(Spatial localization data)
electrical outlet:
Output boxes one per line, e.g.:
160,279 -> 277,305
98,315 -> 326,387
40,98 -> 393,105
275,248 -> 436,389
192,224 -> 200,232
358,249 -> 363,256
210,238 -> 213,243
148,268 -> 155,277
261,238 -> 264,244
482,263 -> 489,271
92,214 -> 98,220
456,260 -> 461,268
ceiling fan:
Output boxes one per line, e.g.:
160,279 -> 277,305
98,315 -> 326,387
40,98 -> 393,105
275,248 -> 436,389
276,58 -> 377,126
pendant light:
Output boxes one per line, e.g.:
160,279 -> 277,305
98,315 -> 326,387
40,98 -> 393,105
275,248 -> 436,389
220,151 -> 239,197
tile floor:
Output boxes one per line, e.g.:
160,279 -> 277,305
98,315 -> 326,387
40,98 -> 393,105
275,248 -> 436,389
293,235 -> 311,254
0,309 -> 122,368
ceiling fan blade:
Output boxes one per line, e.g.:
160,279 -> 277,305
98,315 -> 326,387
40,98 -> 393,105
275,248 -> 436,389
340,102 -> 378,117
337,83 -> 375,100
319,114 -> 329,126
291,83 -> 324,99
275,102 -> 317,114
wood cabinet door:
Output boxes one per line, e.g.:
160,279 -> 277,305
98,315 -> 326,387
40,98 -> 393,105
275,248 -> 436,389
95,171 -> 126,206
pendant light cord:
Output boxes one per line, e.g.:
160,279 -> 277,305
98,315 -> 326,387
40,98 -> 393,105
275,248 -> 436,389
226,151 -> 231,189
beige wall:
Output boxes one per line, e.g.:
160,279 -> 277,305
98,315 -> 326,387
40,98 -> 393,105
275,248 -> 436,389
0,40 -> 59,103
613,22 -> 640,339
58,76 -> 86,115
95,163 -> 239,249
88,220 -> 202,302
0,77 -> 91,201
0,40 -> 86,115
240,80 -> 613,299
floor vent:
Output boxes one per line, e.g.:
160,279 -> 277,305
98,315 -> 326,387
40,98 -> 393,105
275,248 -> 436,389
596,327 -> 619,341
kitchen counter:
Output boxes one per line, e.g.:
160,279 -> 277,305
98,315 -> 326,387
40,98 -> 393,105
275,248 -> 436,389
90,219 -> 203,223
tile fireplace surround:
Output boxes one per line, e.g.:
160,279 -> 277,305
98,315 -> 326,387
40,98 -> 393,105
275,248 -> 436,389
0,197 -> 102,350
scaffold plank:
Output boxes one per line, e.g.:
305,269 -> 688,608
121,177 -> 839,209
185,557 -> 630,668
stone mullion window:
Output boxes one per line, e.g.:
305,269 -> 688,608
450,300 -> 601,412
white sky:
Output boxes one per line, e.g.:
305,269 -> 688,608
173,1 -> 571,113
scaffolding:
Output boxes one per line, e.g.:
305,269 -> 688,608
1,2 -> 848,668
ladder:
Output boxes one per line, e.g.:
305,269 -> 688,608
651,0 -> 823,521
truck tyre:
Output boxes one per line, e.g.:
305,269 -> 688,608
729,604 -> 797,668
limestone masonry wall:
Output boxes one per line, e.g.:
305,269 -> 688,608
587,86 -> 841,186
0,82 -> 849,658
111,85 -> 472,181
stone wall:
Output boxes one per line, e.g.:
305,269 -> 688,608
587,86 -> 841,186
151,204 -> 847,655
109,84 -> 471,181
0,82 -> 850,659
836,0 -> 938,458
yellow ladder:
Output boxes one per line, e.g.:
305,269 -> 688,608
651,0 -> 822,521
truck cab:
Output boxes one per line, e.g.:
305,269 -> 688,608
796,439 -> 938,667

» WHAT YOU HAVE TO DO: In the records above, how many lines contain the word "tile"? Say only the number.

» RESULT FOR THIS EXERCISE: 2